## [Your instructions]
Reproduce every line of the data below word for word, omitting the images.

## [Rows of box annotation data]
** BEGIN **

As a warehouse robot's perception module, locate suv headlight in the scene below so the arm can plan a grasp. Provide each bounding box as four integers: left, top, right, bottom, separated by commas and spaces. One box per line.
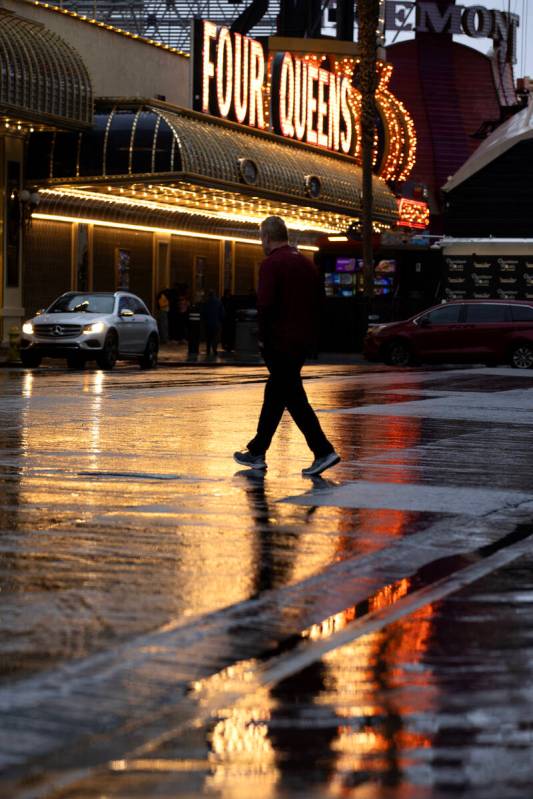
83, 322, 105, 333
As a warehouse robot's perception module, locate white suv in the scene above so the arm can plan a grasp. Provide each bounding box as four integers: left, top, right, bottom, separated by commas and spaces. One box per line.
20, 291, 159, 369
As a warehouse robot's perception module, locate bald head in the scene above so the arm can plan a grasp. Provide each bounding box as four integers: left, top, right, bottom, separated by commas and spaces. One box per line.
259, 216, 289, 255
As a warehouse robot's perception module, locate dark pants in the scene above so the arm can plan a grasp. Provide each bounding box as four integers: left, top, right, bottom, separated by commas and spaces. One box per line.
248, 352, 333, 458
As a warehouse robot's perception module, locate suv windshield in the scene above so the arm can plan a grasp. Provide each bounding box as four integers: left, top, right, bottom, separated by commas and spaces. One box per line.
48, 294, 115, 314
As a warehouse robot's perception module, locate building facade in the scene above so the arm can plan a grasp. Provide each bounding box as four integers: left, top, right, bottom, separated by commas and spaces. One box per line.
0, 0, 416, 340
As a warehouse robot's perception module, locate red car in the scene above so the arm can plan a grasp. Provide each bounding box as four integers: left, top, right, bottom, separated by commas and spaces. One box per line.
363, 300, 533, 369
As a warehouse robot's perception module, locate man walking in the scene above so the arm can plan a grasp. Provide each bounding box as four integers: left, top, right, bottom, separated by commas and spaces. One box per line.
233, 216, 340, 477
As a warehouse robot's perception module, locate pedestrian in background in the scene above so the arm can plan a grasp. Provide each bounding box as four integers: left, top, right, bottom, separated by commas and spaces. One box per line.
202, 289, 224, 358
221, 289, 237, 352
156, 289, 170, 344
233, 216, 340, 477
176, 292, 190, 344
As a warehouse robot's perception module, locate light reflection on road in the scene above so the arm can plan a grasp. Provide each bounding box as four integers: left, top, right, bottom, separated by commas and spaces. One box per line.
0, 372, 529, 799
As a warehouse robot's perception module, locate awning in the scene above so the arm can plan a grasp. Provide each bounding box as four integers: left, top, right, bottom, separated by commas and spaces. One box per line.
0, 9, 93, 129
28, 101, 397, 231
442, 98, 533, 191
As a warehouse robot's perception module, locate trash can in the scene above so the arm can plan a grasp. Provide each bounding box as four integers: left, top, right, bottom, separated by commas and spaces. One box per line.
235, 308, 261, 360
187, 305, 201, 360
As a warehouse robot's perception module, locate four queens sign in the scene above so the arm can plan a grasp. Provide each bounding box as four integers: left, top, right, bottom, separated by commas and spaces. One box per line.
189, 20, 416, 183
193, 20, 354, 154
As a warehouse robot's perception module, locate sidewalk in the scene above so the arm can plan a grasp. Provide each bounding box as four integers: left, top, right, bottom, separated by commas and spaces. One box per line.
159, 342, 367, 367
0, 342, 367, 368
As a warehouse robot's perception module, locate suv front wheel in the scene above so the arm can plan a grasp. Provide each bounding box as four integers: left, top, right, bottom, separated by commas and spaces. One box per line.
139, 336, 159, 369
511, 344, 533, 369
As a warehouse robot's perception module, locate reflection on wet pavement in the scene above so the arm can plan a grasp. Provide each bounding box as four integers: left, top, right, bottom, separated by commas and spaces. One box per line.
0, 366, 533, 799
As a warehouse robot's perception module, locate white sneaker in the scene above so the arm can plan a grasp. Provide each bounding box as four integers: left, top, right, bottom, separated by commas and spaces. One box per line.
233, 450, 267, 469
302, 452, 341, 477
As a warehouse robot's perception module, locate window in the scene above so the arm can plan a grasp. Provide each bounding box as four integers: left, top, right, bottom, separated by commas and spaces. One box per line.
118, 297, 135, 313
466, 302, 507, 324
511, 305, 533, 322
130, 297, 148, 316
419, 305, 462, 325
48, 293, 115, 314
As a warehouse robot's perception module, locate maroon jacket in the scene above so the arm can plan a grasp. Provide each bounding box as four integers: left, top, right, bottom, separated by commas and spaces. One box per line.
257, 244, 322, 355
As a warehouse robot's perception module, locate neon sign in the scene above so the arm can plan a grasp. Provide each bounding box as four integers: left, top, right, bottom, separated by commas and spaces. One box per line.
385, 0, 520, 61
193, 20, 354, 154
271, 53, 353, 153
397, 197, 429, 230
193, 20, 266, 129
192, 20, 416, 181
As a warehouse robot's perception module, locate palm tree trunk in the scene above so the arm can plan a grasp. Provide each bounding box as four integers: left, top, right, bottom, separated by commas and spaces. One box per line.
357, 0, 380, 299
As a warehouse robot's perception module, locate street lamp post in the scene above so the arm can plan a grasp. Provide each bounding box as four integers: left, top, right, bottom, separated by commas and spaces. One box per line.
357, 0, 380, 300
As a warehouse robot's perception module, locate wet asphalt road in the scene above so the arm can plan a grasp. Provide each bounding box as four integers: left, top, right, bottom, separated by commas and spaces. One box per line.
0, 366, 533, 799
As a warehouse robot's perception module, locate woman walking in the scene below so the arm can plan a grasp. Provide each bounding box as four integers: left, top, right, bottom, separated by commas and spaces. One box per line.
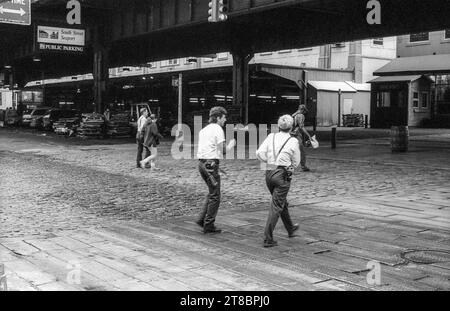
140, 114, 163, 169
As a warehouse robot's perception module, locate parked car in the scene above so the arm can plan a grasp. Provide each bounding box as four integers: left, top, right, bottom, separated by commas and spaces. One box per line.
5, 109, 21, 126
30, 108, 50, 128
20, 109, 33, 126
42, 108, 80, 131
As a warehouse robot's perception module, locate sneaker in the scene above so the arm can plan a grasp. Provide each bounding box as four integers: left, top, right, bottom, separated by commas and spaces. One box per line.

** END **

## [Solution below]
As a warehouse robot's perception module, locate suv headlight in the scene below so the arm can plan a grasp. Provide each bounding box as four integers: left, top, right, bottom, separated by commas and spaces. One box per line.
83, 322, 105, 333
As a warehouse robot's perception module, locate white suv in the scene above so the arm can plan a grasp. Provide each bounding box as four integers: left, top, right, bottom, separated by commas and spaces. One box per line.
20, 291, 159, 369
As a warehouse robot's perception module, locate bald head in the scene above so the arm can plan a grasp. Provide each bounding box as four integers: left, top, right, bottom, separated by commas and spaces. One box per line.
259, 216, 289, 255
As a warehouse robot's perception module, locate dark pants in the scene above so the arm can plan a grasp. Provide each bounding box as four integers: left, top, right, bottom, separated by commas and spaces. One box per line.
248, 352, 333, 458
As a warehouse robot's perception module, locate suv windshield in the scene above so the arm can plan a grasp. Provide each bounding box as four integers: left, top, right, bottom, separated by commas and spaces. One box per line.
48, 294, 115, 314
As a warehouse robot's perception module, locate building facade in the scene above so the arm can plan a grasp. Provide each bounding box as four integers: left, top, right, bottom, separated by commas and spaces. One box per line.
0, 0, 416, 340
As a warehouse robot's perception module, locate red car in the scene above so the arm can plan a grasp. Provide each bounding box as four integers: left, top, right, bottom, separated by commas and spaces. One box per line.
363, 300, 533, 369
As a warehouse robot's perception module, locate man walking in the scene above so the arm can plan a grasp. Provide each bounding box as four integers: left, top, right, bottom, separated by commas and spaces. One box per line.
233, 216, 340, 477
As a warehouse robot's perception module, locate pedestrian in background in the scene above so the arm can plan a grasp. Provide each bounding box as four integers: left, top, right, bottom, separated by commas and spaces. One box per line.
202, 289, 224, 358
221, 289, 237, 352
156, 289, 170, 344
233, 216, 340, 477
176, 292, 190, 344
As a warehouse robot's perception module, locate light reflection on road in the scene above so the arm can plan a grasp. Provide each bounding box as four integers: left, top, right, bottom, separated by commas and spaces. One box per line.
0, 372, 529, 799
As a warehouse robot's perception module, locate awning in the scene above so the arm can plan a grasp. Provide each bounding box as four integers: left, top, right, bottom, separated by commas and spaces. One box per line.
0, 9, 93, 129
28, 101, 397, 231
442, 98, 533, 191
As a warehouse robot's perception module, locate trash can in the scene above so the arm can plan a grasp. Provide each bounding box as four integers: left, top, right, bottom, separated by commas and spaces. One box per line.
235, 308, 261, 360
187, 305, 201, 360
As a warehouse robot's perception module, locate four queens sign in the scene above so the arm can plan a grasp. Provide each bounding box as four integers: left, top, right, bottom, separated by commas and spaces. One box per line.
189, 20, 416, 183
193, 20, 354, 154
As a warehouse robot's perception module, locate sidewalk in the scene above so the arm can plan a grasp. Provide each bounding box as four integers: left, top, right, bottom, separated by commas and spaces. One box per line.
159, 342, 367, 367
0, 342, 367, 368
As a warehouse robot's perception module, locate suv front wheel in the scene above so the arm can plan a grasp. Provide each bounding box as four integers: left, top, right, bottom, separated by commas and spaces. One box per line.
139, 336, 159, 369
511, 344, 533, 369
As a warehouse robot's perception module, locate reflection on wet pavement in the scene above so the arm can plan a grasp. Provide each bounding box as four integers: left, top, right, bottom, separated by commas and spaces. One box per line.
0, 366, 533, 799
As a warehouse robot's perception module, locate white sneaker in the scene above so the arm can plan a grasp. Provide each bounding box as four integers: left, top, right, bottom, separated by commas and spaces. One box per line.
233, 450, 267, 469
302, 452, 341, 477
As a warehouse robot's perception module, locate window in the scene above so the arm can plan a grasp. Provide each bounding box as four integers: left, top, right, bottom, separated by commas and spaces. One box per line.
118, 297, 135, 313
466, 302, 507, 324
511, 305, 533, 322
130, 297, 148, 316
419, 305, 462, 325
48, 293, 115, 314
As a warehouse robot's perception module, locate maroon jacket in the scene above so the arm can plan a grasp. Provide each bounding box as four integers: left, top, right, bottom, separated by commas and spaces. One box per line.
257, 244, 322, 355
As a warehouse robot's perception module, locate neon sign in the scene above so the arm can plan a grasp. Provide each bounding box as four integers: left, top, right, bottom, separated by commas and spaces. One box per line.
385, 0, 520, 61
193, 20, 354, 154
271, 53, 353, 153
397, 197, 429, 230
193, 20, 266, 129
192, 20, 416, 181
As a warehouse robot's perception module, locate palm tree trunk in the scene above so the arm can plan a grasp. Provide each bounding box as four integers: left, top, right, bottom, separated by commas and spaces. One box per line.
357, 0, 380, 299
As a warehouse robot's perception module, locate street lamp post in the scene above so the arm can plan a grasp. Provide each bounding box as four integers: left, top, right, bottom, separated by commas and spaces. One box per line.
357, 0, 380, 300
As a warehouse robot's perception module, locate wet asphalt road in the scene above so the arm can plan a grasp. Provide each bounding box as four integers: left, top, right, bottom, separated by commas and spaces. One box per line.
0, 366, 533, 799
As a warehouse robot's perception module, locate woman walking in the scene below so the arm can plan a grasp. Provide each bounding box as four integers: left, top, right, bottom, separated by commas and spaces. One box per line.
140, 114, 163, 169
As a warehouse robot's perception module, locate parked car in the scene above so the arm can plan a grasp. Provide each bounding box as four integers: left, top, right, bottom, separated by commas and spaces. One box per line.
5, 109, 21, 126
30, 108, 50, 128
20, 109, 33, 126
42, 108, 80, 131
As a warehouse robot's perception module, locate sneaker in the scene above so the arm can plan a grasp. Provide each bounding box as four integers: left, top, right, bottom, separated by commas and spaces. One box per line.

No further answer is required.